Facebook recently released more details about its Oversight Board, publishing a governing charter in September that describes how the board will review the company’s decisions on whether to remove certain posts. The charter is a promising start, and Facebook seems to have seriously considered input from its global feedback campaign. As a founding document, it is necessarily an outline that will only be filled in once the board is appointed and begins issuing decisions. The board’s legitimacy and effectiveness will depend on many factors that are as yet unknown, including its membership, the quality of its decisions, the extent to which it is insulated from Facebook’s control, and the company’s response to board decisions and recommendations.
Facebook’s content moderation decisions have far-reaching effects on public discourse worldwide. Over people 1.6 billion people share, read, and post content on Facebook each day. Deciding which posts stay up or come down is a monumental task, done through a combination of human reviewers and algorithms. Facebook has published multiple iterations of the Community Standards it uses to decide on takedowns, but the company’s implementation of these policies has long drawn complaints from across the political spectrum, from President Donald Trump to civil rights groups.
At the same time, the company faces mounting pressure to do more to moderate speech. Governments have long asked social media platforms to take down terrorist or extremist speech, which remains poorly defined. More recently, calls for removing hate speech, fake accounts, and misleading posts have proliferated, often from civil rights groups concerned about the impact of these posts on minority populations.
Uncomfortable with its role as the speech police, in November 2018, Facebook announced it would create an independent board to review its content moderation decisions. After releasing a draft charter in January 2019, the company launched a widely publicized, six-month global input campaign — reportedly soliciting feedback from over 2,000 people through surveys and workshops held across 88 countries. Much of this feedback found its way into the charter for the Oversight Board, which provides a speech-protective framework for the board. But the framework leaves some key issues unsettled, and the board’s legitimacy will depend on how it — and Facebook — handles these matters.

- **SUPPLIED MATERIAL**:
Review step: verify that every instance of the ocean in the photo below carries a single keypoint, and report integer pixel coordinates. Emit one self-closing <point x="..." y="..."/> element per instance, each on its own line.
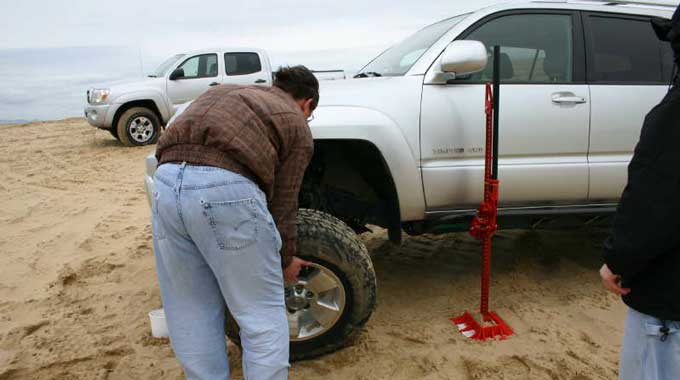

- **DIRECTION**: According to the passage on Facebook's Oversight Board, what factors will determine the board's legitimacy and effectiveness? List every factor it names. The data that accompanies this passage is not needed.

- **REPLY TO THE TASK**:
- The board's membership
- The quality of its decisions
- How far it is insulated from Facebook's control
- The company's response to board decisions and recommendations